### Required work
Rewrite the passage on climate-induced displacement below from "As climate frontline" up to and including "of climate change.", replacing "decisive action" with "resolute action".

::: Page extract :::

I. The Problem: Climate-Induced Displacement
The effects of the climate crisis are already leading to migration and displacement on a massive scale. Climate change is a threat multiplier, exacerbating issues from conflict to resource scarcity, increasing the frequency of natural disasters and contributing to widespread environmental degradation.
With over 60 million people currently displaced by climate impacts, this trend is only set to intensify. The UN Special Rapporteur stated this April that it is time to accept the fact that “large numbers of people are being displaced across international borders due to climate change and that there is an international legal responsibility to properly protect them.”
As climate frontline communities face intensifying threats, they are urging states not to view climate mobility (the movement of people due to climate change or environmental degradation) as a replacement for proactive, decisive action. Last year, Pacific frontline communities and international human rights organizations, including ICAAD, put forth the Kioa Climate Emergency Declaration, which stresses the need for urgent and decisive action to ensure the just, safe, and dignified movement of peoples in the context of climate change.
There is clearly the need for more comprehensive action to protect climate-displaced people. Given the global scale and scope of the problem, international human rights law can offer a path forward.

::: Data rows :::

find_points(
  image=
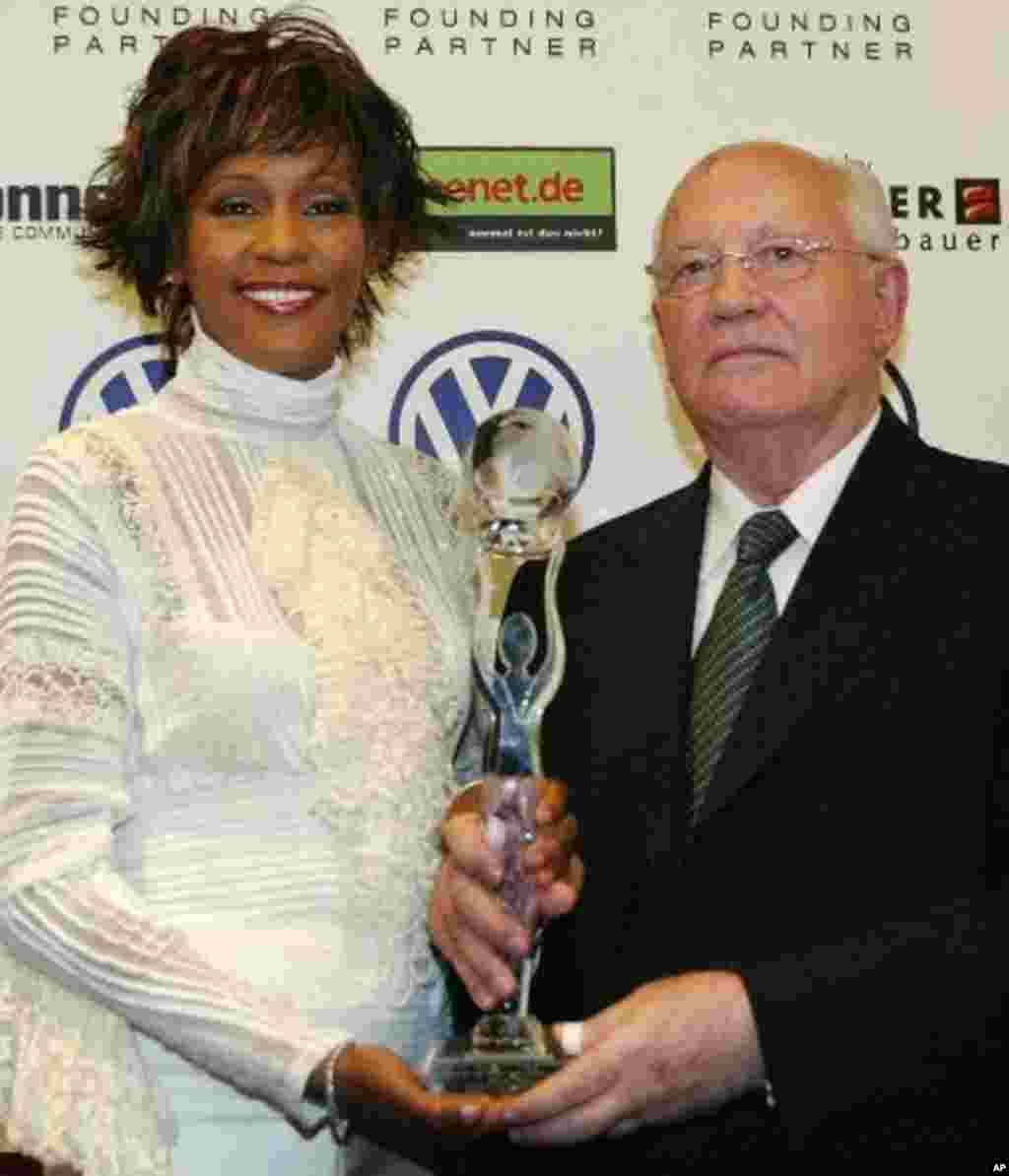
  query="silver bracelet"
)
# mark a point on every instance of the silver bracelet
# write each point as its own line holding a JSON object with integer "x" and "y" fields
{"x": 335, "y": 1104}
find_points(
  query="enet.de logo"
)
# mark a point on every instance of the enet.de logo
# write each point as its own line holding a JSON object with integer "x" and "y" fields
{"x": 977, "y": 202}
{"x": 128, "y": 373}
{"x": 459, "y": 383}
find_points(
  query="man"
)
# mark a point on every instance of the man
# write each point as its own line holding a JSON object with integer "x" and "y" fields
{"x": 782, "y": 940}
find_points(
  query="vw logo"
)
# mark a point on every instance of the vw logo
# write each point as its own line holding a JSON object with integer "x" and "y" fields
{"x": 125, "y": 374}
{"x": 459, "y": 383}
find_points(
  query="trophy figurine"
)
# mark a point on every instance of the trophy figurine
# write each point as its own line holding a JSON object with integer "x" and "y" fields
{"x": 522, "y": 472}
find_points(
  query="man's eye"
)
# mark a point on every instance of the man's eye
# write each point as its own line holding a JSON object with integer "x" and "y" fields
{"x": 776, "y": 256}
{"x": 693, "y": 268}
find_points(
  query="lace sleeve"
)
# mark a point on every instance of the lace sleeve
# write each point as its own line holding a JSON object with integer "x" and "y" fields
{"x": 68, "y": 729}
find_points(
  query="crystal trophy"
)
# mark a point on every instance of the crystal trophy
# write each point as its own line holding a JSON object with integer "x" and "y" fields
{"x": 521, "y": 474}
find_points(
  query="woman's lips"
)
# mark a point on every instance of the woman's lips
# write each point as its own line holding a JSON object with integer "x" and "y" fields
{"x": 280, "y": 298}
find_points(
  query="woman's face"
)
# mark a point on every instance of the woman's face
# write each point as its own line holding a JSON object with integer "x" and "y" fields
{"x": 275, "y": 258}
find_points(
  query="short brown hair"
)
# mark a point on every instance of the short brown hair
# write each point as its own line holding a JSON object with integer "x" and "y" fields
{"x": 286, "y": 86}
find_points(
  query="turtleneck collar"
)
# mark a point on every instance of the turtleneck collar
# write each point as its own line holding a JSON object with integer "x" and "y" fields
{"x": 225, "y": 389}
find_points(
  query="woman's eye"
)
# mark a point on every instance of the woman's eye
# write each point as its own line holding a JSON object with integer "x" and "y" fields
{"x": 329, "y": 206}
{"x": 235, "y": 206}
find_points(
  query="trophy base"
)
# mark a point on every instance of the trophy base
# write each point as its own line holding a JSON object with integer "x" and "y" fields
{"x": 504, "y": 1055}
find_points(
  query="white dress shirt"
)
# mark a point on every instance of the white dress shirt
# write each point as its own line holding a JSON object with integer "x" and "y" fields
{"x": 807, "y": 508}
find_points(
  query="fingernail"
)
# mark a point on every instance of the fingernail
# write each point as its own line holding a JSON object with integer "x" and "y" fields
{"x": 571, "y": 1037}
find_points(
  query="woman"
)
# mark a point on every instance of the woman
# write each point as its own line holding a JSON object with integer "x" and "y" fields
{"x": 235, "y": 655}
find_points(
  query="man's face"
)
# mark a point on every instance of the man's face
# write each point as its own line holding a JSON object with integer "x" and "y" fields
{"x": 743, "y": 354}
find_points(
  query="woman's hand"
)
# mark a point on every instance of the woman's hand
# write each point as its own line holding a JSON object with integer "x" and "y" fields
{"x": 469, "y": 925}
{"x": 375, "y": 1079}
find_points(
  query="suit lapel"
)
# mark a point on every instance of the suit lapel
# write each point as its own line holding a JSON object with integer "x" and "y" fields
{"x": 822, "y": 630}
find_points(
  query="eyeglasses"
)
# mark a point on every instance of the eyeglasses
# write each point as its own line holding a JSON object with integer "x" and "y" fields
{"x": 691, "y": 271}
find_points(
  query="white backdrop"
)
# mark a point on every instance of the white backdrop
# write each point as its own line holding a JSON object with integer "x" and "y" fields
{"x": 917, "y": 90}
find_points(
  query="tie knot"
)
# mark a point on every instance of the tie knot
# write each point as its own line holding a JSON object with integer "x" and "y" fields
{"x": 764, "y": 537}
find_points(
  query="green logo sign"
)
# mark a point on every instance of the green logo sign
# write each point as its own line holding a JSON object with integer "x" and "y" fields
{"x": 524, "y": 198}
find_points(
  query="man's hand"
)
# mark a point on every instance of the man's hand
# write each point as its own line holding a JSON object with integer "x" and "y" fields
{"x": 468, "y": 923}
{"x": 670, "y": 1049}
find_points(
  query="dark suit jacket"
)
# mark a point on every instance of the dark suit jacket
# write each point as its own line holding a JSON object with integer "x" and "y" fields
{"x": 850, "y": 859}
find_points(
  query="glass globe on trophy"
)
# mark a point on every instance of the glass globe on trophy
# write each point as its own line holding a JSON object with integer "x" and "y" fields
{"x": 521, "y": 473}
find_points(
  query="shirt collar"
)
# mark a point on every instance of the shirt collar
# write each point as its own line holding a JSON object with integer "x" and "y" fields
{"x": 807, "y": 507}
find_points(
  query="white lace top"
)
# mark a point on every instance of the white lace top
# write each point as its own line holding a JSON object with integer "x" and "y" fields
{"x": 235, "y": 668}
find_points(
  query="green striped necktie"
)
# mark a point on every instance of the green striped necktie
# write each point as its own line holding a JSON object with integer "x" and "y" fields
{"x": 734, "y": 643}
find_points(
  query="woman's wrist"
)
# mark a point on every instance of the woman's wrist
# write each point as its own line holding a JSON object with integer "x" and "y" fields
{"x": 324, "y": 1088}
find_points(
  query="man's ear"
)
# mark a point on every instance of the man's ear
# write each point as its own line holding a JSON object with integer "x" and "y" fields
{"x": 892, "y": 291}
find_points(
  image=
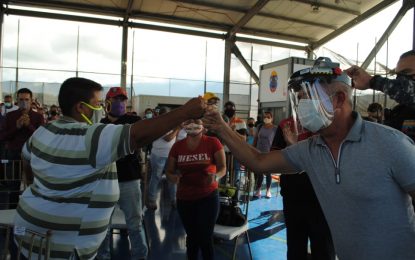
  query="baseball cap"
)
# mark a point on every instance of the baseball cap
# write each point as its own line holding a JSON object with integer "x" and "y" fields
{"x": 209, "y": 95}
{"x": 116, "y": 91}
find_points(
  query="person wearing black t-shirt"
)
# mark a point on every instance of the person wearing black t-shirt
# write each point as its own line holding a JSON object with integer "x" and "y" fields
{"x": 129, "y": 175}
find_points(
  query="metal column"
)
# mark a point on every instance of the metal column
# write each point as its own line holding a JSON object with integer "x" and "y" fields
{"x": 227, "y": 69}
{"x": 2, "y": 9}
{"x": 124, "y": 49}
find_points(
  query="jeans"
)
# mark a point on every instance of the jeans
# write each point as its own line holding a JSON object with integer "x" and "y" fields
{"x": 158, "y": 165}
{"x": 130, "y": 203}
{"x": 305, "y": 221}
{"x": 199, "y": 218}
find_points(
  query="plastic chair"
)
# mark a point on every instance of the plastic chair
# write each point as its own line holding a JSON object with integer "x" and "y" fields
{"x": 230, "y": 233}
{"x": 33, "y": 241}
{"x": 6, "y": 227}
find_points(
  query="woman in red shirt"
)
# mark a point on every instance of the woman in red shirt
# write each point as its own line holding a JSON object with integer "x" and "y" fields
{"x": 195, "y": 164}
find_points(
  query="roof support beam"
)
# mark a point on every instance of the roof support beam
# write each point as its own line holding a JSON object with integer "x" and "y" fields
{"x": 374, "y": 10}
{"x": 328, "y": 6}
{"x": 124, "y": 46}
{"x": 112, "y": 22}
{"x": 75, "y": 7}
{"x": 248, "y": 16}
{"x": 2, "y": 9}
{"x": 407, "y": 4}
{"x": 270, "y": 43}
{"x": 238, "y": 54}
{"x": 243, "y": 10}
{"x": 227, "y": 69}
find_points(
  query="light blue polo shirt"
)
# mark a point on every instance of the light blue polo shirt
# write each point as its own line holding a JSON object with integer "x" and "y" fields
{"x": 366, "y": 205}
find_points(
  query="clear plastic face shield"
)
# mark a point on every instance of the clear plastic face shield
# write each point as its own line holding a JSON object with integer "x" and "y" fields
{"x": 310, "y": 98}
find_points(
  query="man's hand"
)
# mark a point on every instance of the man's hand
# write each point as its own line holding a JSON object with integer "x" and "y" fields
{"x": 26, "y": 120}
{"x": 195, "y": 107}
{"x": 213, "y": 121}
{"x": 211, "y": 178}
{"x": 23, "y": 120}
{"x": 289, "y": 136}
{"x": 360, "y": 77}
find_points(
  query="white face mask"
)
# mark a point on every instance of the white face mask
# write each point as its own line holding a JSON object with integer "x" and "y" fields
{"x": 96, "y": 115}
{"x": 310, "y": 117}
{"x": 193, "y": 129}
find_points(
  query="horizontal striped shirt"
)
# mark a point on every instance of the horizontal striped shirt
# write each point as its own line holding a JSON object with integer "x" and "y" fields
{"x": 75, "y": 184}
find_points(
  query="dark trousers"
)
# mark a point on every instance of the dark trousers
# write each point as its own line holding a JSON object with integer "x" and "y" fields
{"x": 10, "y": 189}
{"x": 199, "y": 218}
{"x": 305, "y": 220}
{"x": 259, "y": 178}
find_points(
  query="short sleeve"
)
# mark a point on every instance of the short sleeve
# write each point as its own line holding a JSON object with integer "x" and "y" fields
{"x": 174, "y": 150}
{"x": 216, "y": 144}
{"x": 404, "y": 163}
{"x": 107, "y": 143}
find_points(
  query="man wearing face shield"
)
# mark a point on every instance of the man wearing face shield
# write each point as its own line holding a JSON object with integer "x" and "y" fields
{"x": 19, "y": 126}
{"x": 128, "y": 169}
{"x": 8, "y": 105}
{"x": 357, "y": 168}
{"x": 75, "y": 185}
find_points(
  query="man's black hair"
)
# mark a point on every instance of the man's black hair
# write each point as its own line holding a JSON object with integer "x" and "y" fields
{"x": 24, "y": 90}
{"x": 74, "y": 90}
{"x": 164, "y": 110}
{"x": 374, "y": 107}
{"x": 407, "y": 54}
{"x": 229, "y": 103}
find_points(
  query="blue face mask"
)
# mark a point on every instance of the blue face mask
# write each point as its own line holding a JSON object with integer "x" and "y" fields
{"x": 309, "y": 115}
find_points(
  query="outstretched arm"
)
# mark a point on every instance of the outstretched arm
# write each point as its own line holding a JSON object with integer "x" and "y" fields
{"x": 146, "y": 131}
{"x": 245, "y": 153}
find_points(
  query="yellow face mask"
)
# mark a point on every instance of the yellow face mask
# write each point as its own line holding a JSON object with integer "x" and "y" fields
{"x": 96, "y": 116}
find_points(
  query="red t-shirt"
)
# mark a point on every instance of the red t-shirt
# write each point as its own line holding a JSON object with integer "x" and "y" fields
{"x": 194, "y": 166}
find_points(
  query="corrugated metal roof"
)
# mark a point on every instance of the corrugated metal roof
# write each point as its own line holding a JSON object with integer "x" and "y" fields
{"x": 312, "y": 22}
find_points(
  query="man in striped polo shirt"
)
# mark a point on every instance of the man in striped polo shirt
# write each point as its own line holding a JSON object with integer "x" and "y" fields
{"x": 75, "y": 183}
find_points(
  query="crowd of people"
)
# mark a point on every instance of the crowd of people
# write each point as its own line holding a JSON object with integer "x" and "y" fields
{"x": 339, "y": 172}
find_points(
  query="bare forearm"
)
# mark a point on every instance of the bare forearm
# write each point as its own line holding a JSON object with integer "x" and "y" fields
{"x": 146, "y": 131}
{"x": 253, "y": 159}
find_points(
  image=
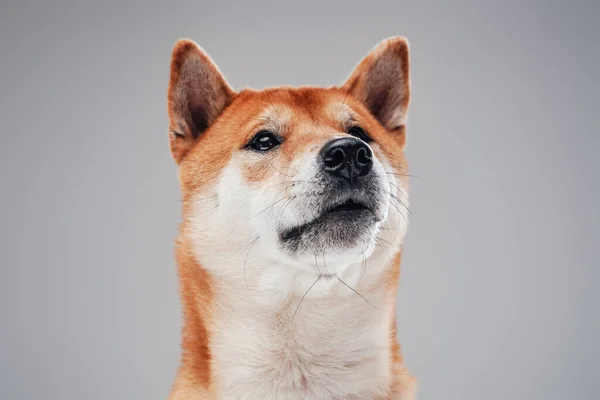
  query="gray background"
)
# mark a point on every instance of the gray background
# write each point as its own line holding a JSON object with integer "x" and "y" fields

:::

### Written response
As climate frontline communities face intensifying threats, they are urging states not to view climate mobility (the movement of people due to climate change or environmental degradation) as a replacement for proactive, resolute action. Last year, Pacific frontline communities and international human rights organizations, including ICAAD, put forth the Kioa Climate Emergency Declaration, which stresses the need for urgent and resolute action to ensure the just, safe, and dignified movement of peoples in the context of climate change.